TASK TO COMPLETE:
Reproduce each of the following lines character for character, leaving nothing out and changing nothing.

DATASET RECORDS:
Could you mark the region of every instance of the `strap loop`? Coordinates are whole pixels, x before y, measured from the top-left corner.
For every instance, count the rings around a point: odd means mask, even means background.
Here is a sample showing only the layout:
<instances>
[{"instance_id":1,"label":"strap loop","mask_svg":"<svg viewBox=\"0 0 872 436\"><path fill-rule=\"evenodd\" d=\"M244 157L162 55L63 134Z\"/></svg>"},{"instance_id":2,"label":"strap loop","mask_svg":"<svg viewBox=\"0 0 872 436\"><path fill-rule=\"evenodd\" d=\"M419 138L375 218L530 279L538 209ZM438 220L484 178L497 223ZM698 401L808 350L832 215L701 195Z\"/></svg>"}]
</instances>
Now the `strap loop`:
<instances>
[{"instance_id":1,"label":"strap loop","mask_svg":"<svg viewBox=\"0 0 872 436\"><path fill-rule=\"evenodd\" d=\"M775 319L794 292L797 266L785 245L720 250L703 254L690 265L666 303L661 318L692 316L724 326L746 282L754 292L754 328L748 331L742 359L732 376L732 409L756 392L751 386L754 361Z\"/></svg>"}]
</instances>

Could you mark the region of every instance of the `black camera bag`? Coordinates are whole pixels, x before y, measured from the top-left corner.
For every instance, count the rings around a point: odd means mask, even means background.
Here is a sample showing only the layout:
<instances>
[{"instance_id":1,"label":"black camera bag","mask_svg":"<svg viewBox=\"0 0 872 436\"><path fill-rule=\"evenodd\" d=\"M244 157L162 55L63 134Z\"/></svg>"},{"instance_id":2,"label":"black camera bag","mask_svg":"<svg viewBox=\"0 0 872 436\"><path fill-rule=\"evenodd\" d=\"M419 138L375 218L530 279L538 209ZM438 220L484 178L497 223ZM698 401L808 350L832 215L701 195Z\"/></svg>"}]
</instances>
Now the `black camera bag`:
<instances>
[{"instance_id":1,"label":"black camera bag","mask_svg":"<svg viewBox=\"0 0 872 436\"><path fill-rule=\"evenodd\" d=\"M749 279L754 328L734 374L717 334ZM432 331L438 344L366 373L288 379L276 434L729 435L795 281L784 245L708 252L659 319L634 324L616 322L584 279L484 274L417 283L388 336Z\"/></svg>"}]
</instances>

RESPONSE TO THE EXERCISE:
Could you mark the region of every instance of the `strap loop`? Coordinates are whole pixels, x before y, measured from the top-left corner.
For every instance, count the rings around a point: odd means mask, even means background.
Here is a sample showing only the layout:
<instances>
[{"instance_id":1,"label":"strap loop","mask_svg":"<svg viewBox=\"0 0 872 436\"><path fill-rule=\"evenodd\" d=\"M244 157L162 55L63 134Z\"/></svg>"},{"instance_id":2,"label":"strap loop","mask_svg":"<svg viewBox=\"0 0 872 436\"><path fill-rule=\"evenodd\" d=\"M419 138L375 218L530 279L538 209ZM438 220L484 178L497 223ZM698 401L808 350L832 215L701 195Z\"/></svg>"}]
</instances>
Now the `strap loop`:
<instances>
[{"instance_id":1,"label":"strap loop","mask_svg":"<svg viewBox=\"0 0 872 436\"><path fill-rule=\"evenodd\" d=\"M775 319L794 292L797 266L785 245L720 250L703 254L690 265L666 303L661 318L692 316L724 326L746 282L754 292L754 328L748 331L742 359L732 376L732 409L756 392L751 386L754 361Z\"/></svg>"}]
</instances>

Could you mark the region of every instance of the `black camera bag`? Coordinates are whole pixels, x before y, measured from the top-left corner.
For every instance, count the rings around a point: odd means mask, even means background.
Here is a sample showing only the layout:
<instances>
[{"instance_id":1,"label":"black camera bag","mask_svg":"<svg viewBox=\"0 0 872 436\"><path fill-rule=\"evenodd\" d=\"M244 157L162 55L63 134Z\"/></svg>"},{"instance_id":2,"label":"black camera bag","mask_svg":"<svg viewBox=\"0 0 872 436\"><path fill-rule=\"evenodd\" d=\"M419 138L375 218L530 279L538 209ZM438 220L484 178L497 223ZM698 401L808 350L832 215L701 195Z\"/></svg>"}]
</instances>
Now the `black camera bag`:
<instances>
[{"instance_id":1,"label":"black camera bag","mask_svg":"<svg viewBox=\"0 0 872 436\"><path fill-rule=\"evenodd\" d=\"M749 279L754 328L734 374L717 334ZM432 331L438 344L366 373L288 379L276 434L729 435L795 281L784 245L708 252L659 319L634 324L616 322L584 279L484 274L417 283L388 336Z\"/></svg>"}]
</instances>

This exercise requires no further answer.